What to produce » Only the text of the records below belongs in the answer, copied exactly, with pictures omitted.

Listed records »
------------------------------------

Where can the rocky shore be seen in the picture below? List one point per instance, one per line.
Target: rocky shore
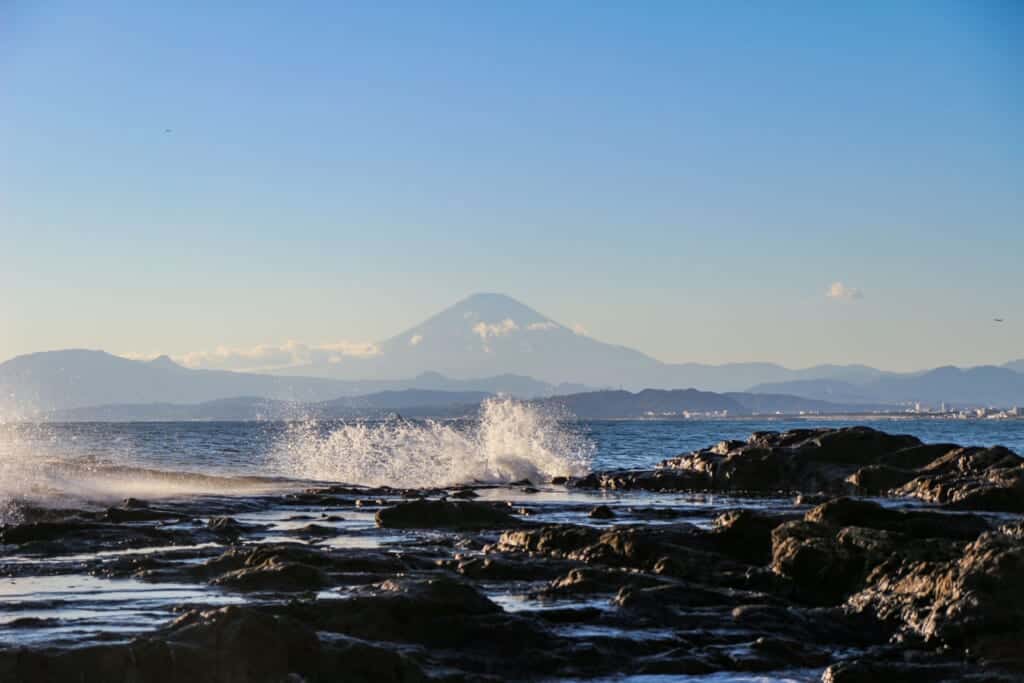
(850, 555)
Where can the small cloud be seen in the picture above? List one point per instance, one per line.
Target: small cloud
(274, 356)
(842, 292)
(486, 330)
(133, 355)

------------------------------------

Solution for this exercise »
Where can the rocky shore be seen in the picture below? List one point per instance, one per line.
Target: rocky shore
(850, 555)
Where can the small cloud be seen in the picture above? List one point per instance, one per line.
Target: small cloud
(274, 356)
(842, 292)
(486, 330)
(133, 355)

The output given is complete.